(Gespeicherte Dateneinträge)
☆ ☆ ☆ ☆ ☆ ☆ ☆

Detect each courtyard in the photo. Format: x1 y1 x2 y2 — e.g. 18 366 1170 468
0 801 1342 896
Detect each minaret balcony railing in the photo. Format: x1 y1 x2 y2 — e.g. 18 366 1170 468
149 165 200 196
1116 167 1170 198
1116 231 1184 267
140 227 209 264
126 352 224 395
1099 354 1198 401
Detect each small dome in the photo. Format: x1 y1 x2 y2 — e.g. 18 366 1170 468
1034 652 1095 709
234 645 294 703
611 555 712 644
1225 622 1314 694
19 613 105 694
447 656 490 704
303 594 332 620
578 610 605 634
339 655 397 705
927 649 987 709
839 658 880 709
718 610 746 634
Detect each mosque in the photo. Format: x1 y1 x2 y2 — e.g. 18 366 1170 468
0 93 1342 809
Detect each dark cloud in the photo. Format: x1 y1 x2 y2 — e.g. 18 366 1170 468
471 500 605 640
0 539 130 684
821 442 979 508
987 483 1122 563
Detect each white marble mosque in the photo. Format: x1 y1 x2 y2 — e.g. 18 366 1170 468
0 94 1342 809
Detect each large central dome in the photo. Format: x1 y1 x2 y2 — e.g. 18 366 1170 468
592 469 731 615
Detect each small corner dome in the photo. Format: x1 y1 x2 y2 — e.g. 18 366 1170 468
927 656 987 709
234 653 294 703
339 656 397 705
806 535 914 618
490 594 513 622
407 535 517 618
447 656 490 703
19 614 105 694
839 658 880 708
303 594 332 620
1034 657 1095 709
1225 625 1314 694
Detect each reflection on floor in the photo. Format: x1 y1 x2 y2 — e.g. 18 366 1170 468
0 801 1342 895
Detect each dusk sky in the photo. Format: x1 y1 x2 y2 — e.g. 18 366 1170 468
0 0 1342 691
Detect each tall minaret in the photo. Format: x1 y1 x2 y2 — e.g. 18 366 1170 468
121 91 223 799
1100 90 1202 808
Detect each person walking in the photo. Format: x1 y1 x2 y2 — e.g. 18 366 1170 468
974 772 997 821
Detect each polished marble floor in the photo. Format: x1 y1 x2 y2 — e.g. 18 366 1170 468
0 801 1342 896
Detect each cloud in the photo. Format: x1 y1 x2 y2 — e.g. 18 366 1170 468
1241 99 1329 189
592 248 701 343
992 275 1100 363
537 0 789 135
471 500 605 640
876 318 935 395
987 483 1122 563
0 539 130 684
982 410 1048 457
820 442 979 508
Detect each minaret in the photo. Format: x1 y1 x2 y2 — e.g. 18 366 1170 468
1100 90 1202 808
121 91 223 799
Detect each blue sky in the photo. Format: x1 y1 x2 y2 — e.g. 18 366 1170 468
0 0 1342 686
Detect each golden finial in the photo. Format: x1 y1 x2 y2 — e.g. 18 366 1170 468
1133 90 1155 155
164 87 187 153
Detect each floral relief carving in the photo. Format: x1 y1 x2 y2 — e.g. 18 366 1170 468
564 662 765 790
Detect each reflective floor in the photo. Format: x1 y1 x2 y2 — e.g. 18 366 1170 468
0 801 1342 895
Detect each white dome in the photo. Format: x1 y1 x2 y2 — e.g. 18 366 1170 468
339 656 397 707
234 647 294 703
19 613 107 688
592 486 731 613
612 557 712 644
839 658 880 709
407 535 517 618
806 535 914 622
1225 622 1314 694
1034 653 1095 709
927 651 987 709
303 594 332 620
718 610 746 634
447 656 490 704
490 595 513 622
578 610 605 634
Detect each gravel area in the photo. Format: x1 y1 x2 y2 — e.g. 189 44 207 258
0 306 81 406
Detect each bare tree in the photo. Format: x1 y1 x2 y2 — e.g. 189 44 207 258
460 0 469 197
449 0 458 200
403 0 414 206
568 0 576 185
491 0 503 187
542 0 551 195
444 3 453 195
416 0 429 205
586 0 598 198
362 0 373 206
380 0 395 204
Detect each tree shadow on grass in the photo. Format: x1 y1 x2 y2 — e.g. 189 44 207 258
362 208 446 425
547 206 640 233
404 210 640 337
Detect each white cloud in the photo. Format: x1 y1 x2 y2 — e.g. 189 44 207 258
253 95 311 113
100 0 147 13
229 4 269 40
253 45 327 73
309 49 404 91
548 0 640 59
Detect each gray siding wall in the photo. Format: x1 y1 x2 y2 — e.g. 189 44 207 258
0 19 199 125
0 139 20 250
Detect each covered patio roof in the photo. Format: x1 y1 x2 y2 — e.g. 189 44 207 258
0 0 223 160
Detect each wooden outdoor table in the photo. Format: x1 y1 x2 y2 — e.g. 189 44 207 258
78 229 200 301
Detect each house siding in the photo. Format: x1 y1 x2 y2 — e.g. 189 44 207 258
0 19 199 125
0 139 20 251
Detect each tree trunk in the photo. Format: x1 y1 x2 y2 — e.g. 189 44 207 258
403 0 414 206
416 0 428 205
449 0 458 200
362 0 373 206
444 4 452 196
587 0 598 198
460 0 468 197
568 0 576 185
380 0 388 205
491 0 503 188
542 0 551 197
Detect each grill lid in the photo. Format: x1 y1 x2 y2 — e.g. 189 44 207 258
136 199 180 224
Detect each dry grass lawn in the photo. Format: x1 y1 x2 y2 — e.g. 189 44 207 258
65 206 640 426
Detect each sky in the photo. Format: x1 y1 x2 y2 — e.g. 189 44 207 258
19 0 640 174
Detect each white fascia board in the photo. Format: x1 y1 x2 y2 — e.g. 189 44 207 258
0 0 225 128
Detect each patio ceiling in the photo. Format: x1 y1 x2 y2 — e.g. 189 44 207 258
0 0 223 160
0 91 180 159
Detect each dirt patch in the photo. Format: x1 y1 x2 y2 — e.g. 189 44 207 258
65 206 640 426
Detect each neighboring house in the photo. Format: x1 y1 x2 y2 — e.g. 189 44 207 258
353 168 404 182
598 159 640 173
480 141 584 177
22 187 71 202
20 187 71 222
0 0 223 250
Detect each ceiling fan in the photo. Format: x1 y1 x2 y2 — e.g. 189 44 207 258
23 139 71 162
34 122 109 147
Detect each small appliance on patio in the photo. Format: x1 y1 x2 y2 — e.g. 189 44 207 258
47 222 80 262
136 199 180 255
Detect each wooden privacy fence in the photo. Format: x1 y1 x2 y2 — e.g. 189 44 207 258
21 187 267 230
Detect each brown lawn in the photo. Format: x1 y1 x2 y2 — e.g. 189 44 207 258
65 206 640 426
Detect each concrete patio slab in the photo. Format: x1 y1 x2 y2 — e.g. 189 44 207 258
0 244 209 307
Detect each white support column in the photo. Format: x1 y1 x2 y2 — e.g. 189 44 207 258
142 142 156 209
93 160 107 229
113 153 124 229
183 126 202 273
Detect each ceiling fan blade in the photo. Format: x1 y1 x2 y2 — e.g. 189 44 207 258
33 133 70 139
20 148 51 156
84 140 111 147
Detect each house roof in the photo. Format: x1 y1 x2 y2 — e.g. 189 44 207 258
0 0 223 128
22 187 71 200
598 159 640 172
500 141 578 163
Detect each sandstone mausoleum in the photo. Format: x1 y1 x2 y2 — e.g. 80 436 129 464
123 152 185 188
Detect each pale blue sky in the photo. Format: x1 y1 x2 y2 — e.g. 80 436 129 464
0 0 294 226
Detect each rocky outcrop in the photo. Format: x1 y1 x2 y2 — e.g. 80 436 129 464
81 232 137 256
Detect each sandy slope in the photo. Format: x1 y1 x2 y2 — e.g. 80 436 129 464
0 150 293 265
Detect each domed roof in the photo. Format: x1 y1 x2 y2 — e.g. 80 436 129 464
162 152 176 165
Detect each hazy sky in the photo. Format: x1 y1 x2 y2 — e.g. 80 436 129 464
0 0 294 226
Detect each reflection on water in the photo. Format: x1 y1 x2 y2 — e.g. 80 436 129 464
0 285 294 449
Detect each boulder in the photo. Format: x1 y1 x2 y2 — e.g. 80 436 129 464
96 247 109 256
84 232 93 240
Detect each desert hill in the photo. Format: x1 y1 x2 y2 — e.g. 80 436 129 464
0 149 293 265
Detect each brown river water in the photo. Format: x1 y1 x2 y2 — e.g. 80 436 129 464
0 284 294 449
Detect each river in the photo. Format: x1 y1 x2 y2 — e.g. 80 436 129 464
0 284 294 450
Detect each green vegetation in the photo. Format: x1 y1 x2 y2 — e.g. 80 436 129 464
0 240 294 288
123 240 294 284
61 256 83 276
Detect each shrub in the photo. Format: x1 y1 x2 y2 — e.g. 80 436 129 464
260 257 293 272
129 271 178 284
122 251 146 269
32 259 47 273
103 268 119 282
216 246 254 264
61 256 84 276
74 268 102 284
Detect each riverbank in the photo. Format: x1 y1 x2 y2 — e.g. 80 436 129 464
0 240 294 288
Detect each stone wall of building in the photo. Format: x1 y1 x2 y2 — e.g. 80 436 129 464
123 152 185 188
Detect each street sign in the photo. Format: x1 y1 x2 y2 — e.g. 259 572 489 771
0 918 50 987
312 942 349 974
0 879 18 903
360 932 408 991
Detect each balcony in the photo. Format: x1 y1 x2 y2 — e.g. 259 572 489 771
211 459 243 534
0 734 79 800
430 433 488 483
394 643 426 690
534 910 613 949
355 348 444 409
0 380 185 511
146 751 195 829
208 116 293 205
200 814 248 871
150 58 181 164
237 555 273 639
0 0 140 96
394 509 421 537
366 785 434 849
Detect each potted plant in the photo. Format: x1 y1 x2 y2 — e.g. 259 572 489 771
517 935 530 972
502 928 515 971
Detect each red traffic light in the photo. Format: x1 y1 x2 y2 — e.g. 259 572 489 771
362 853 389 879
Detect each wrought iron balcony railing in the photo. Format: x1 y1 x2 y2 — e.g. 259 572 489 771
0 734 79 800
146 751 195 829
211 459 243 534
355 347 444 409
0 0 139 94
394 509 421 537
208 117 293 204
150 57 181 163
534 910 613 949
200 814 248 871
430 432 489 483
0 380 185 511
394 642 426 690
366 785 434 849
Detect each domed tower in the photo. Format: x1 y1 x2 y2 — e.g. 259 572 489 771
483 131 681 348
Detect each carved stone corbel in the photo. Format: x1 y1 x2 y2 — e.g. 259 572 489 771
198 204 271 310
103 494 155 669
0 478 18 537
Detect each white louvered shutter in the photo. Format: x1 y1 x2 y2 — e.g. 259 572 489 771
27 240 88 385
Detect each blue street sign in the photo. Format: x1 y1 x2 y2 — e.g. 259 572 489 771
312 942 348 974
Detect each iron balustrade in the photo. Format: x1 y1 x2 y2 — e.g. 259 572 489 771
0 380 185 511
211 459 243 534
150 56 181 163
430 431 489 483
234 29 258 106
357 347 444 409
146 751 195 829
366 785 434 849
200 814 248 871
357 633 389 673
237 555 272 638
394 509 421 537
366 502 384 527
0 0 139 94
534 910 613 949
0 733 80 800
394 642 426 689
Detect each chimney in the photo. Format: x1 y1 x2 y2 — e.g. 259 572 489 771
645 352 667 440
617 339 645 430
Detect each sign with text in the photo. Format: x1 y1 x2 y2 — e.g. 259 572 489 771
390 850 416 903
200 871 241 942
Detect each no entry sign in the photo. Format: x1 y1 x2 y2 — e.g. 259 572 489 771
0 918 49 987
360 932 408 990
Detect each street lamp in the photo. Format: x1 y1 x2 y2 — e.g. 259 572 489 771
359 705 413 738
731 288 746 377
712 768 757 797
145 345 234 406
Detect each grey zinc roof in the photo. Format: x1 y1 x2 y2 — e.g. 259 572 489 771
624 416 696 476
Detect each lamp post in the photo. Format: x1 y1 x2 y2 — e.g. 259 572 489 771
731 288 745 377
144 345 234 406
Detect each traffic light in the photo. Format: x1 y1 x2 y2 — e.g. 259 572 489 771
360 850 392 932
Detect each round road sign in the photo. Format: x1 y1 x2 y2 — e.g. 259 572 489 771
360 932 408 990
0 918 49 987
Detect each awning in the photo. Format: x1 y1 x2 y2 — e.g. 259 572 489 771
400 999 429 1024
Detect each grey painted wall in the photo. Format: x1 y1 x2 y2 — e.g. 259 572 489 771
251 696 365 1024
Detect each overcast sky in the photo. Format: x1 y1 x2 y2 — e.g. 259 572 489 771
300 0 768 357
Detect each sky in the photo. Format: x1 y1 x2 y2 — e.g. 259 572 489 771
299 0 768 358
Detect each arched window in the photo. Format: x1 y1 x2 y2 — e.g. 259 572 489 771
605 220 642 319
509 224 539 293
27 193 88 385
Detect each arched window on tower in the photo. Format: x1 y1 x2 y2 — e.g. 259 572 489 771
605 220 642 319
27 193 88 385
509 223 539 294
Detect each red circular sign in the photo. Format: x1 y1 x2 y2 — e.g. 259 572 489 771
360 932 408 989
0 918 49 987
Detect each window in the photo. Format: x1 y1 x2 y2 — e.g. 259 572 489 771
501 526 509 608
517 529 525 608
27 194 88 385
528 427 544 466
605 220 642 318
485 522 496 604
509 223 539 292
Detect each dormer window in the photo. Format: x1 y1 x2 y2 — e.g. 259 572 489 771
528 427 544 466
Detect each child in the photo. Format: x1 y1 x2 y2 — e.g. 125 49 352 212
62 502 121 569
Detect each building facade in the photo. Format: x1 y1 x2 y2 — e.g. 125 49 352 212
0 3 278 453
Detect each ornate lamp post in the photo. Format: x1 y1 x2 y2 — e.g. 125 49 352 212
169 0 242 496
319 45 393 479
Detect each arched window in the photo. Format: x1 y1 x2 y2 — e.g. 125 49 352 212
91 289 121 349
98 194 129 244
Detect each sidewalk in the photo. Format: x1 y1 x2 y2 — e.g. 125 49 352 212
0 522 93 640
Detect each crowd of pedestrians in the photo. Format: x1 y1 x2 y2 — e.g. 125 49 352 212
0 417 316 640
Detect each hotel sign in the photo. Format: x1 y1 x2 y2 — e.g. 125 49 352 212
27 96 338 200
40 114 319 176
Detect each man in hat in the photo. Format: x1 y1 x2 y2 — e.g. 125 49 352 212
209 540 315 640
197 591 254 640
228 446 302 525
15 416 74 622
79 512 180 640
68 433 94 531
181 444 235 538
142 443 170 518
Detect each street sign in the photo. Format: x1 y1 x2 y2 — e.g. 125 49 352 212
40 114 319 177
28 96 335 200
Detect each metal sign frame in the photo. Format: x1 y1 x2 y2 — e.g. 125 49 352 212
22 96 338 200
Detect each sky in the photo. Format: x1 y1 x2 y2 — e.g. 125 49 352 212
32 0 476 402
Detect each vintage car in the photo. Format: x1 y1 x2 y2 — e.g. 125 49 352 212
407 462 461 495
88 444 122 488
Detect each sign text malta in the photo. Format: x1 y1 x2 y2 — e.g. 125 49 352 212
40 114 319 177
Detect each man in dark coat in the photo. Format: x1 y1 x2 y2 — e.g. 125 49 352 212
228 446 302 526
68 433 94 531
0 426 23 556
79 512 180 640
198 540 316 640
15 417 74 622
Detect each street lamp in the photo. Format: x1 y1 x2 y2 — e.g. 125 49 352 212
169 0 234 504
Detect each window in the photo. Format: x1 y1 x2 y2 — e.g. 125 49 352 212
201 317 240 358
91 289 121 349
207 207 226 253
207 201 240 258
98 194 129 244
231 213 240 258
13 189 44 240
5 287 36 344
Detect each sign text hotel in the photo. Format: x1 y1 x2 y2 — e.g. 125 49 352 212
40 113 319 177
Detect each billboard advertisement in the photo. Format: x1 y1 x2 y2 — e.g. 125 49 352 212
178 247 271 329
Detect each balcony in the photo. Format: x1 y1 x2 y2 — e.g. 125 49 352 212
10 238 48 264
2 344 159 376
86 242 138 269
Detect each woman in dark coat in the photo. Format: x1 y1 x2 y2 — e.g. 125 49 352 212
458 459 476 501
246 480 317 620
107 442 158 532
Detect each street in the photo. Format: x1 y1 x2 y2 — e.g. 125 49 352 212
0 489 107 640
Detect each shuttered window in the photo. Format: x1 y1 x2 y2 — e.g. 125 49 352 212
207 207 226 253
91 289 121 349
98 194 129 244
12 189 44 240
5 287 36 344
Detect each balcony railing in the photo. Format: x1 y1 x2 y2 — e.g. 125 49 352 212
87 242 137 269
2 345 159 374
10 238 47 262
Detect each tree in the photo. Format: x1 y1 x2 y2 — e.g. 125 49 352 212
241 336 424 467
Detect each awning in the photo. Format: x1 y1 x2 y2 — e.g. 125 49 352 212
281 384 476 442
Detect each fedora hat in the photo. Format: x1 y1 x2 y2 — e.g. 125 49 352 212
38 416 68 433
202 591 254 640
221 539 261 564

☆ ☆ ☆ ☆ ☆ ☆ ☆

## Aufgabenstellung
Bring die Zeilen vom Anfang bis einschließlich der Zeile mit "0 93 1342 809" in eine nummerierte Liste und lass dabei Leerzeilen weg.

## Ergebnis
1. Detect each courtyard in the photo. Format: x1 y1 x2 y2 — e.g. 18 366 1170 468
2. 0 801 1342 896
3. Detect each minaret balcony railing in the photo. Format: x1 y1 x2 y2 — e.g. 18 366 1170 468
4. 149 165 200 196
5. 1116 167 1170 198
6. 1116 231 1184 267
7. 140 227 209 264
8. 126 352 224 395
9. 1099 354 1198 401
10. Detect each small dome in the photo. Format: x1 y1 x2 y2 — e.g. 18 366 1170 468
11. 1034 652 1095 709
12. 234 645 294 703
13. 611 555 712 644
14. 1225 622 1314 694
15. 19 613 105 694
16. 447 656 490 704
17. 303 594 332 620
18. 578 610 605 634
19. 339 655 397 705
20. 927 649 987 709
21. 839 658 880 709
22. 718 610 746 634
23. Detect each mosque in the photo. Format: x1 y1 x2 y2 — e.g. 18 366 1170 468
24. 0 93 1342 809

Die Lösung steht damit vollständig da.